◆ TASK STATEMENT
The entries below are to be repeated exactly, and their pictures left out.

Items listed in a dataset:
──────
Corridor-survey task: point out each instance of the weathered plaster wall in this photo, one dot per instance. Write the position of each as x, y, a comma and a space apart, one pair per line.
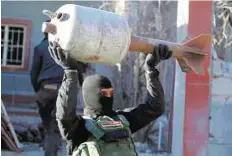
220, 132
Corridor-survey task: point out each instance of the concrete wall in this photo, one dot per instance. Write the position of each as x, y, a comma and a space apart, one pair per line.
19, 82
220, 123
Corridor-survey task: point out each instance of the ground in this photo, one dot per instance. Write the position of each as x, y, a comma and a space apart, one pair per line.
36, 150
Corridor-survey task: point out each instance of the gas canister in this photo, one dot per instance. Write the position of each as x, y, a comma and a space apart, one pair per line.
90, 35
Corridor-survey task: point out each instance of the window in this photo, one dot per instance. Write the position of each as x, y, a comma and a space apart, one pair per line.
15, 45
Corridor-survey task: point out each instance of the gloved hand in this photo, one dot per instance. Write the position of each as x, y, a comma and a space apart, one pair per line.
160, 53
62, 57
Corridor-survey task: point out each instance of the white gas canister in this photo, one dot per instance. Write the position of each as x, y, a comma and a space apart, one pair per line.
89, 34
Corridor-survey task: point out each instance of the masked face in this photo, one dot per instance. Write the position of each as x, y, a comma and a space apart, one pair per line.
98, 96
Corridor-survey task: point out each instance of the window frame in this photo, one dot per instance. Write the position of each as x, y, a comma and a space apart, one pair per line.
26, 24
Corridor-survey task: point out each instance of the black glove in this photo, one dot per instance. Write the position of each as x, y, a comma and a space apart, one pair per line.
160, 53
62, 57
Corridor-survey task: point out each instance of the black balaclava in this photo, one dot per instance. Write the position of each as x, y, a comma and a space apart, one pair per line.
95, 104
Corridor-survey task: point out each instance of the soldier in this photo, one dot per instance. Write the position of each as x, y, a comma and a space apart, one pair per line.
103, 131
46, 77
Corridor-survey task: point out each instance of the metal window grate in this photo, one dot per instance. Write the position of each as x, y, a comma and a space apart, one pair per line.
12, 45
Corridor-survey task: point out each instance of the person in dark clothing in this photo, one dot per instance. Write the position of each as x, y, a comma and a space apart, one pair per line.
46, 77
98, 98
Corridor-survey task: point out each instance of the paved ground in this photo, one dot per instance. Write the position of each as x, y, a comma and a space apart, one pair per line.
35, 150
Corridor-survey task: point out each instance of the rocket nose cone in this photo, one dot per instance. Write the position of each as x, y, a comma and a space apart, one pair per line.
48, 28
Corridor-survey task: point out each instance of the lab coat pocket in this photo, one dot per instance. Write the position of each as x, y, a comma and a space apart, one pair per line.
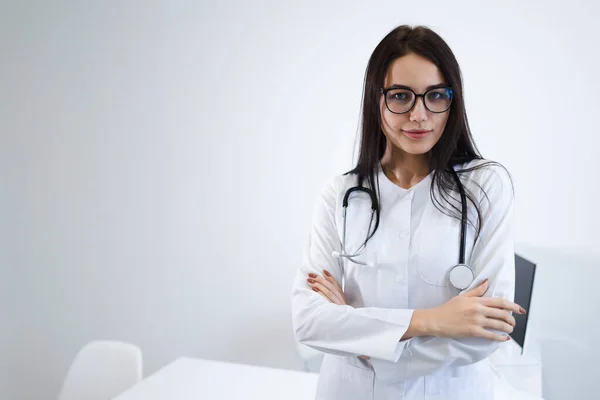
──────
◆ COMPLETED EXERCISE
Corridor-survey task: point out each instance of the weathered plaster wall in this photo, one dot per instance. Write the position of each as x, y, a comma and a space apart, one pair per line.
220, 132
Corridor-survey task: point out each instance of the concrete wall in this photo, one dot per instance. Write the position of each as x, y, a comma and a space apart, one pair per line.
19, 82
220, 123
Corridor-survey task: point out each instance of the ground in this photo, one dot per instance. Write the position of each as x, y, a comma and a space apart, one pair per line.
36, 150
Corridor-survey task: point out each instance of the gas canister in this photo, one dot per instance. Write the position of each as x, y, a comma and a space apart, one pair per line.
90, 35
Corridor-survey task: point out each instance of the window in this photo, one dot per instance. Write the position of each as x, y, a comma and a space apart, one pair per line.
15, 45
Corridor-survey task: point out each instance of the gloved hand in this photo, one dot per instance. Write the position of each as x, y, a comma and a space apart, one pair per line.
160, 53
62, 57
Corridor-survey task: point out each instance of the white gas canister in this photo, one dot per instance. Write the position of each as x, y, a comma and a space apart, one pair per line.
89, 34
Corridor-survey task: point out each instance of the masked face in this photo, one dot per instance. Write the position of each as x, y, a comma and a space apart, one pair per line.
98, 96
Corridor-survey task: point out each instance of the window frame in this photo, one dot per instance. Write the position of each as x, y, a comma and a space apart, one pair per line.
26, 24
Corridor-survey task: point out each instance of the black glove in this photo, one dot per instance. Write the position of each as x, y, a comma and a space apart, one pair per line.
160, 53
62, 57
Corridor-survey task: point out each instance of the black balaclava in this photo, one dot per instance. Write the position of each as x, y, a comma and a space apart, one pair per line.
95, 104
Corridor-survey task: point out each instance of the soldier in this photo, one dot per instance. Write the position of each as x, y, a comma and a space apart, one pair per line.
103, 131
46, 77
Corridor-survey task: point out each instance of the metal window grate in this photo, one dot per instance. Write the position of each as x, y, a comma and a space apart, one pair per line.
12, 45
Corridor-survey task: point out each instance of the person in dark clothing in this photo, one dot per instance. Write the position of each as x, y, a comma and a space apart, one pair per line.
46, 77
98, 98
Corridor-survey task: point out each instance of the paved ground in this photo, one dot per instance. Write the position of each as x, y, a comma and a space apart, one pair per line.
35, 150
Corridor-survey task: point out each instance of the rocket nose cone in this photo, one dot per instance. Write the position of each as x, y, a comma and a space apart, one pair per line.
48, 28
Corridor-survey task: point out each instance of the lab coat pocket in this photo, one dot per instance. Write the position of each as x, y, a comma and a space apart, one pair per line.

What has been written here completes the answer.